» INFORMATION SHOWN:
########################################

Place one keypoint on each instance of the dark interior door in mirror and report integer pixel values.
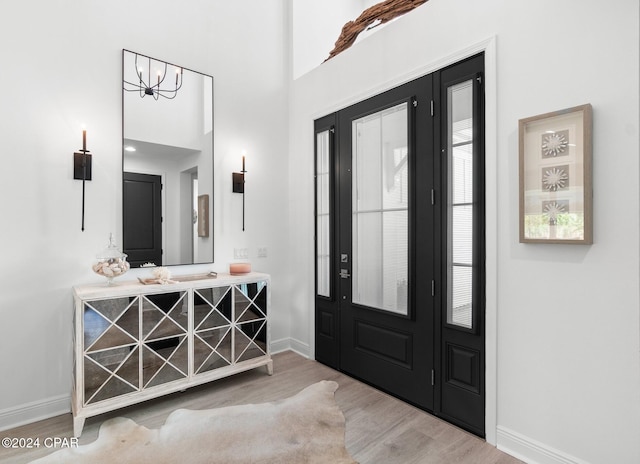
(167, 115)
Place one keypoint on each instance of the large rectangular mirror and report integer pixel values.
(167, 159)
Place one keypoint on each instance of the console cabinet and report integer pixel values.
(134, 342)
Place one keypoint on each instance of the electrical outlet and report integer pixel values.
(240, 253)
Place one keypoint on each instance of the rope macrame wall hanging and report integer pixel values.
(381, 12)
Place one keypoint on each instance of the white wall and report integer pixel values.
(564, 385)
(61, 64)
(316, 26)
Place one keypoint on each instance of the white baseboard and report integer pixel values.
(531, 451)
(35, 411)
(285, 344)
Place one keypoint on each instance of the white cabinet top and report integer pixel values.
(135, 287)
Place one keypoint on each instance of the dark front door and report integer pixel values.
(142, 219)
(386, 325)
(400, 244)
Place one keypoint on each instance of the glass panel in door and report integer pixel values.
(460, 205)
(323, 214)
(380, 210)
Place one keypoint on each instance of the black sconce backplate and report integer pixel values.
(238, 182)
(78, 159)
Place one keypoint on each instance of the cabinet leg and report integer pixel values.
(78, 425)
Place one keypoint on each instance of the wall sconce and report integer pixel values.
(238, 186)
(82, 167)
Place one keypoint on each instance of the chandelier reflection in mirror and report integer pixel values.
(147, 67)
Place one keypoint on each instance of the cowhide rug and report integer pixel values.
(306, 428)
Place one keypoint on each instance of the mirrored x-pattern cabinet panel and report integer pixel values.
(134, 342)
(250, 308)
(212, 328)
(111, 355)
(165, 348)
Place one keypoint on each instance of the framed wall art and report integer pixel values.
(555, 177)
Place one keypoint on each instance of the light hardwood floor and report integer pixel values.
(380, 429)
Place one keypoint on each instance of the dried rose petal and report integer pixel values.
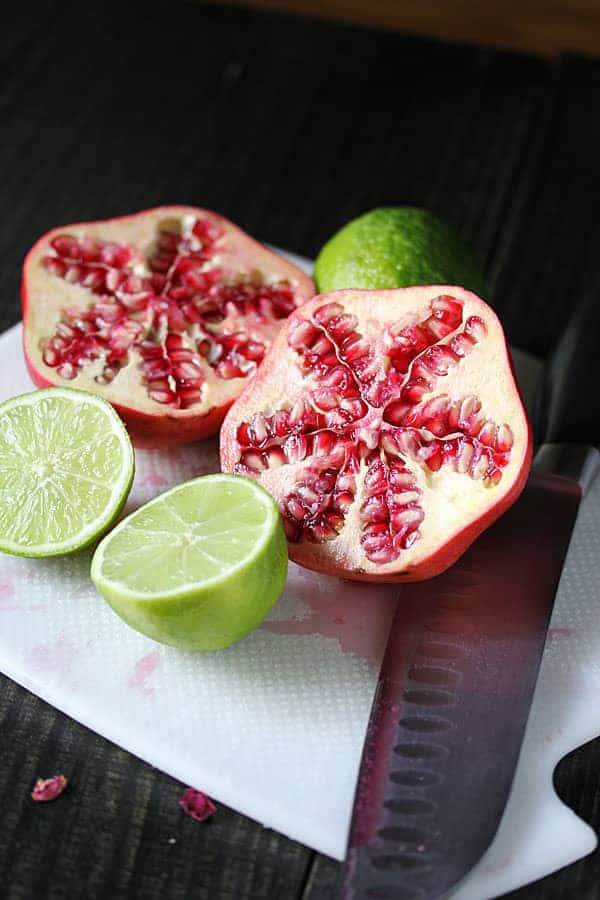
(197, 805)
(48, 788)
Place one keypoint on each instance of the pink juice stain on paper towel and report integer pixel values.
(7, 596)
(358, 616)
(54, 656)
(142, 671)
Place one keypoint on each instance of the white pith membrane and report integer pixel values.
(443, 476)
(65, 467)
(153, 349)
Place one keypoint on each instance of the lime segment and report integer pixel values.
(396, 246)
(199, 566)
(66, 467)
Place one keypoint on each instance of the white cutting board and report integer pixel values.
(274, 725)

########################################

Could you render all of the data above as a Markdown table with the columns "No." and "Data line", one row per line, with blank lines and the pictures left out?

» SOLUTION TO THE EXERCISE:
| No. | Data line |
|---|---|
| 1 | Place one keypoint on each instance of the dark interior door in mirror and report integer pixel values. |
| 2 | (167, 115) |
| 3 | Place one keypoint on each instance of the large rectangular mirror and report integer pixel values. |
| 4 | (167, 159) |
| 5 | Place one keypoint on each instance of the console cabinet and report integer pixel values. |
| 6 | (134, 342) |
| 7 | Place one keypoint on each instance of the electrical outlet and report integer pixel values. |
| 8 | (240, 253) |
| 9 | Place one keypoint on each instance of the rope macrame wall hanging and report integer pixel values. |
| 10 | (381, 12) |
| 11 | Place one keypoint on each instance of the white wall and report integer pixel values. |
| 12 | (564, 385) |
| 13 | (61, 64) |
| 14 | (316, 26) |
| 15 | Place one keypoint on each instance of the white baseboard and report integer pixel values. |
| 16 | (531, 451) |
| 17 | (35, 411) |
| 18 | (285, 344) |
| 19 | Place one keypoint on each instance of the white cabinet top and report integer pixel values. |
| 20 | (135, 287) |
| 21 | Place one keypoint on each instance of the dark front door and report integer pixel values. |
| 22 | (142, 219) |
| 23 | (386, 325) |
| 24 | (400, 244) |
| 25 | Place one keypoint on each instance of the glass panel in door and report integer pixel values. |
| 26 | (460, 205) |
| 27 | (323, 214) |
| 28 | (380, 210) |
| 29 | Place one keypoint on each instance of the black sconce backplate and report integer pixel values. |
| 30 | (238, 182) |
| 31 | (78, 159) |
| 32 | Place one keypoint on each instance of the cabinet leg and report integer pixel values. |
| 33 | (78, 425) |
| 34 | Place one keypoint on each instance of the wall sconce and report integer pixel values. |
| 35 | (238, 186) |
| 36 | (82, 167) |
| 37 | Place one keypoint on each instance of the chandelier reflection in mirror and report integer pixel values. |
| 38 | (147, 67) |
| 39 | Place one keypoint on each instance of the cowhide rug and report integer pixel values. |
| 40 | (306, 428) |
| 41 | Place one keypoint on each instance of the mirrored x-pattern cabinet panel and report integer pixel values. |
| 42 | (134, 342) |
| 43 | (250, 308) |
| 44 | (212, 328) |
| 45 | (111, 355) |
| 46 | (165, 348) |
| 47 | Place one keypoint on each instance of the framed wall art and report integer pixel values. |
| 48 | (555, 177) |
| 49 | Place one keypoint on each instance of the light hardwood floor and report integer pixel values. |
| 50 | (380, 429) |
| 51 | Place one keypoint on each instance of the dried rose petal and report integer pixel values. |
| 52 | (197, 805) |
| 53 | (48, 788) |
| 54 | Place one keypoint on each instance of the pink juice stain on paper towel and report integer pixel values. |
| 55 | (7, 596) |
| 56 | (358, 616) |
| 57 | (54, 656) |
| 58 | (142, 671) |
| 59 | Place one keypoint on each instance of the white pith membrane and report integer pixel values. |
| 60 | (443, 476) |
| 61 | (65, 467) |
| 62 | (153, 349) |
| 63 | Place one keypoint on each instance of the lime segment and report integer pixel values. |
| 64 | (396, 246) |
| 65 | (199, 566) |
| 66 | (66, 467) |
| 67 | Place one keypoint on each instance of the white cutting board and report integer pixel values. |
| 68 | (274, 725) |